La conscience linguistique

Au long du xxe siècle, on est passé d’un français qui avait la France pour phare incontesté à une diversité de français variant selon les espaces et les situations. Dans ces régions plus ou moins francophones, caractérisées par la pluralité linguistique et culturelle ainsi que par des situations politiques, éducatives et littéraires variées, la conscience linguistique, c’est-à-dire la place de la langue dans la conscience des écrivains (Harald Weinrich), est capitale. Déjà, dans l’entre-deux-guerres, Ramuz cherchait une langue française romande qu’il opposait à la langue morte des grammairiens. Importante pour tout écrivain, la conscience linguistique est cardinale pour un auteur situé dans un espace marqué par la diglossie et le métissage. L’écriture, entreprise singulière, profondément personnelle, ne se détache pas de préoccupations collectives, qu’il s’agisse de traduire une pratique linguistique commune (le créole des Caraïbes ou celui de l’océan Indien), de présenter une expérience socio-culturelle (la culture africaine pour Senghor, la société mauricienne pour Ananda Devi, l’histoire et la réalité actuelle de Madagascar pour Jean-Luc Raharimanana), de refuser tel aspect de l’histoire littéraire occidentale (le déni de l’exotisme pour beaucoup des littératures du Sud) ou encore de permettre l’entrée d’une culture orale dans le domaine écrit occidental (œuvre qui occupa Hampâté Bâ durant toute sa vie).

DONNÉES FOURNIES.
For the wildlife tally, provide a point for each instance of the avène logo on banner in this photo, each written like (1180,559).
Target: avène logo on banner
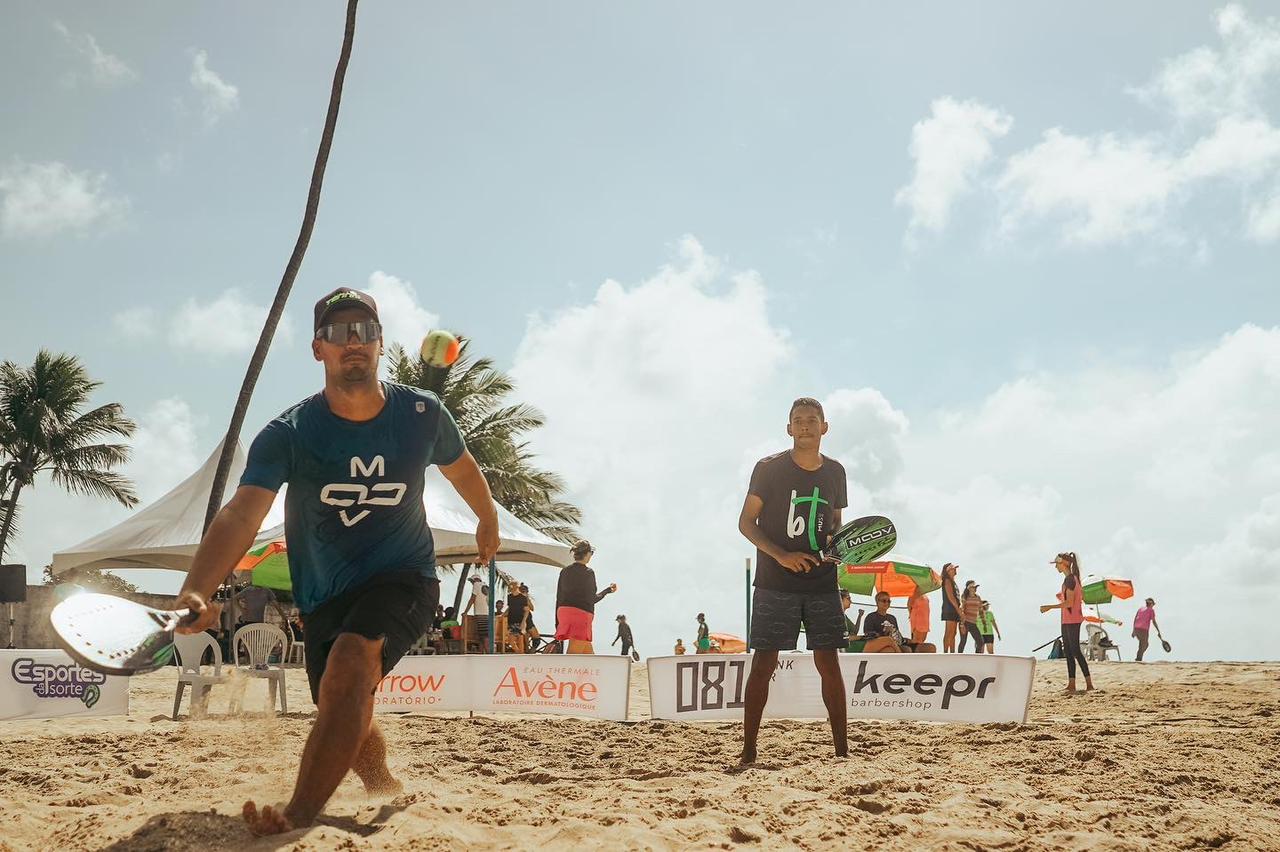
(410,690)
(557,687)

CONSIGNES.
a: Reformulez sous forme de liste le paragraphe de l'extrait qui commence par « Au long du xxe siècle », en conservant ses faits essentiels.
b: Répondez brièvement à ces questions sur l'extrait :
(i) À qui l'extrait attribue-t-il la définition de la conscience linguistique ?
(ii) À quoi Ramuz opposait-il la langue française romande qu'il cherchait ?
(iii) Quelle entreprise occupa Hampâté Bâ durant toute sa vie ?
c: Prolongez le texte sur la conscience linguistique à partir de sa dernière phrase.
Les lignes n'ont aucun lien avec l'extrait sur la conscience linguistique.

RÉPONSES FINALES.
a:
- Au xxe siècle, on passe d'un français ayant la France pour phare incontesté à une diversité de français selon les espaces et les situations.
- Dans les régions plus ou moins francophones, marquées par la pluralité linguistique et culturelle et par des situations politiques, éducatives et littéraires variées, la conscience linguistique est capitale.
- La conscience linguistique désigne la place de la langue dans la conscience des écrivains (Harald Weinrich).
- Dans l'entre-deux-guerres, Ramuz cherchait une langue française romande, opposée à la langue morte des grammairiens.
- Cette conscience est cardinale pour un auteur situé dans un espace de diglossie et de métissage.
- L'écriture, entreprise personnelle, rejoint des préoccupations collectives :
  - traduire une pratique linguistique commune (créole des Caraïbes ou de l'océan Indien) ;
  - présenter une expérience socio-culturelle (culture africaine pour Senghor, société mauricienne pour Ananda Devi, histoire et réalité actuelle de Madagascar pour Jean-Luc Raharimanana) ;
  - refuser un aspect de l'histoire littéraire occidentale (déni de l'exotisme dans beaucoup des littératures du Sud) ;
  - faire entrer une culture orale dans le domaine écrit occidental (œuvre de toute une vie pour Hampâté Bâ).

b:
(i) À Harald Weinrich.
(ii) À la langue morte des grammairiens.
(iii) Permettre l'entrée d'une culture orale dans le domaine écrit occidental.

c:
L’écrivain francophone se révèle fréquemment un passeur de langue, dont l’écriture maintient voire exacerbe la tension entre deux ou plusieurs idiomes. Cet hétérolinguisme (soit la présence de différents idiomes dans un même texte) est une source de créativité dont témoignent les œuvres de l’Acadienne Antonine Maillet, du Marocain Abdelkébir Khatibi ou de l’Ivoirien Ahmadou Kourouma. La langue des anciens dominateurs coloniaux est retravaillée, subvertie afin d’exprimer la singularité d’une vision et d’une situation éloignée de l’Hexagone comme de l’idéal linguistique universaliste célébré par Rivarol au xviiie siècle. Les études postcoloniales ont fait beaucoup pour que cette réalité puisse être prise en compte. Alors qu’une certaine conception de la francophonie tend à faire de la France le centre du monde francophone, la critique postcoloniale conçoit plutôt le français comme une langue au pluriel. Fénelon remarquait déjà que notre idiome « n’est qu’un mélange de grec, de latin et de tudesque, avec quelques restes confus de gaulois ». Il faudrait désormais y ajouter nombre d’éléments orientaux, africains, caribéens ou venus du Pacifique, et sans doute cesser aussi de considérer l’anglais comme un ennemi mortel. Khatibi célébrait ainsi la « bi-langue » : « Te parlant dans ta langue, je suis toi-même sans l'être, m'effaçant dans tes traces. » Les auteurs francophones font du français non pas une langue étrangère, mais un idiome où peut s’exprimer la singularité d’une situation à la frontière de plusieurs cultures, dont l’une, dans le cas de l’histoire coloniale, a pu être présentée comme un modèle.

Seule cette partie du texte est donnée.